▶ [Task brief]
Faithfully repeat all of the records, as they are written below.

▶ [Source material]
---+---

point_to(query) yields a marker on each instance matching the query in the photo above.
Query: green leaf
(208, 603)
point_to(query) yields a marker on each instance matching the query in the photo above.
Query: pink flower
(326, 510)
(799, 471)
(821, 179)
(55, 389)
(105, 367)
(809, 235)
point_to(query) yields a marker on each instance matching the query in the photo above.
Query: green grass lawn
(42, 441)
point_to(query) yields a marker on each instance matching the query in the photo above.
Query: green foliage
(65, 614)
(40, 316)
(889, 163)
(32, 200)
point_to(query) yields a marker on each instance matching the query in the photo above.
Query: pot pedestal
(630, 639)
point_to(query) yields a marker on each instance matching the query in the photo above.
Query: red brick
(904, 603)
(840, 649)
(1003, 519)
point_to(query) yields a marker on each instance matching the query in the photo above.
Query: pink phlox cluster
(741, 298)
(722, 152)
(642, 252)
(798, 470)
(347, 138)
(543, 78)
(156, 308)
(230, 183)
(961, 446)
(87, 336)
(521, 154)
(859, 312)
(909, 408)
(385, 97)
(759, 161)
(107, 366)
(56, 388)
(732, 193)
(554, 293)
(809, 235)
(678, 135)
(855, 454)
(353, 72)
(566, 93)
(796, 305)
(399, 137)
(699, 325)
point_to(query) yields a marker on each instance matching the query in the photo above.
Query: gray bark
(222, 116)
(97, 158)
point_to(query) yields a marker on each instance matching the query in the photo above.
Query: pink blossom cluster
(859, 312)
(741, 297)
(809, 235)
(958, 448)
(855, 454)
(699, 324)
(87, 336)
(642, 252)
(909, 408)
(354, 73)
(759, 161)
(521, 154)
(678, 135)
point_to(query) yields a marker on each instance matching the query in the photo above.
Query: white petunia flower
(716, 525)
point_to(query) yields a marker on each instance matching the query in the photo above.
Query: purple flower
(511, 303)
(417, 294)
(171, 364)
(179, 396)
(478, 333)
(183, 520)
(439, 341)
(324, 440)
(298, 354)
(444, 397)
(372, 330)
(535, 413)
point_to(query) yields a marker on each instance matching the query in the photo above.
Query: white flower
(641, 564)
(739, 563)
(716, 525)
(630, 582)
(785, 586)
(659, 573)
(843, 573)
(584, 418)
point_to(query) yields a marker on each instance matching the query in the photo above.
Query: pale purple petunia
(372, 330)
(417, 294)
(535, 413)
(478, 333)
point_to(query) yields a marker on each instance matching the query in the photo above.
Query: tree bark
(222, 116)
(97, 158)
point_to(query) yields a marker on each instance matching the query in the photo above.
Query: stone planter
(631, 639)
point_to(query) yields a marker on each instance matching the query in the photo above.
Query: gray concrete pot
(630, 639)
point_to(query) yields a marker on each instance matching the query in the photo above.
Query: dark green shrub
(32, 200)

---+---

▶ [Result of the exercise]
point_to(query) yields a marker on each instance matching the query in the photo above.
Query: green leaf
(208, 603)
point_to(query) yields a marker on each instance matching the query in the photo above.
Query: pink flower
(326, 510)
(799, 471)
(821, 179)
(55, 389)
(105, 367)
(809, 235)
point_to(query) yields a marker on each instance matching the query in the photo above.
Query: green grass lawn
(42, 441)
point_to(query) yields a marker on each instance matching the query in the photo above.
Query: green foliage
(65, 614)
(40, 316)
(889, 163)
(32, 200)
point_to(query) yields a marker on each instance matching the query in the photo above.
Query: pot pedestal
(630, 639)
point_to(query) yields a marker on each instance matching the query in the photo above.
Query: red brick
(904, 603)
(840, 649)
(1003, 519)
point_to(query) yields a marker on each instance matching the query in the photo above.
Query: pink phlox cluster
(741, 298)
(722, 152)
(642, 252)
(798, 470)
(347, 138)
(543, 78)
(156, 308)
(230, 183)
(961, 446)
(87, 336)
(521, 154)
(859, 312)
(909, 408)
(385, 97)
(759, 161)
(107, 366)
(56, 388)
(732, 193)
(554, 293)
(809, 235)
(678, 135)
(855, 454)
(353, 72)
(566, 93)
(796, 305)
(399, 137)
(699, 325)
point_to(query) yields a marker on each instance matching the query in the photo above.
Query: gray bark
(222, 116)
(97, 158)
point_to(query) yields a marker on each instance matching the query in the photo above.
Query: pink blossom cluster
(859, 312)
(741, 297)
(809, 235)
(958, 448)
(855, 454)
(699, 324)
(87, 336)
(642, 252)
(909, 408)
(354, 73)
(759, 161)
(521, 154)
(678, 135)
point_to(query) yields a marker on each instance matching the query in the photo above.
Query: white petunia flower
(716, 525)
point_to(query) yields a marker on each instance matching the query in the photo above.
Query: purple flower
(511, 303)
(417, 294)
(171, 364)
(179, 396)
(478, 333)
(183, 520)
(439, 341)
(324, 440)
(298, 354)
(444, 397)
(372, 330)
(535, 413)
point_to(query) yields a marker on each instance matching the query in the photo above.
Query: white flower
(641, 564)
(739, 563)
(716, 525)
(630, 582)
(785, 586)
(659, 573)
(843, 573)
(584, 418)
point_to(query) yields a marker on each instance matching the query in the photo above.
Query: pale purple petunia
(372, 330)
(417, 294)
(535, 413)
(478, 333)
point_to(query) yields a marker on each instance matching the query in the photo above.
Query: tree bark
(222, 116)
(97, 158)
point_to(query) yields a marker on each instance matching the query in the photo above.
Query: stone planter
(631, 639)
point_to(query) yields a marker on each instance matching the query in the photo above.
Query: gray concrete pot
(630, 639)
point_to(query) yields a marker on each instance matching the query in the photo above.
Query: dark green shrub
(32, 200)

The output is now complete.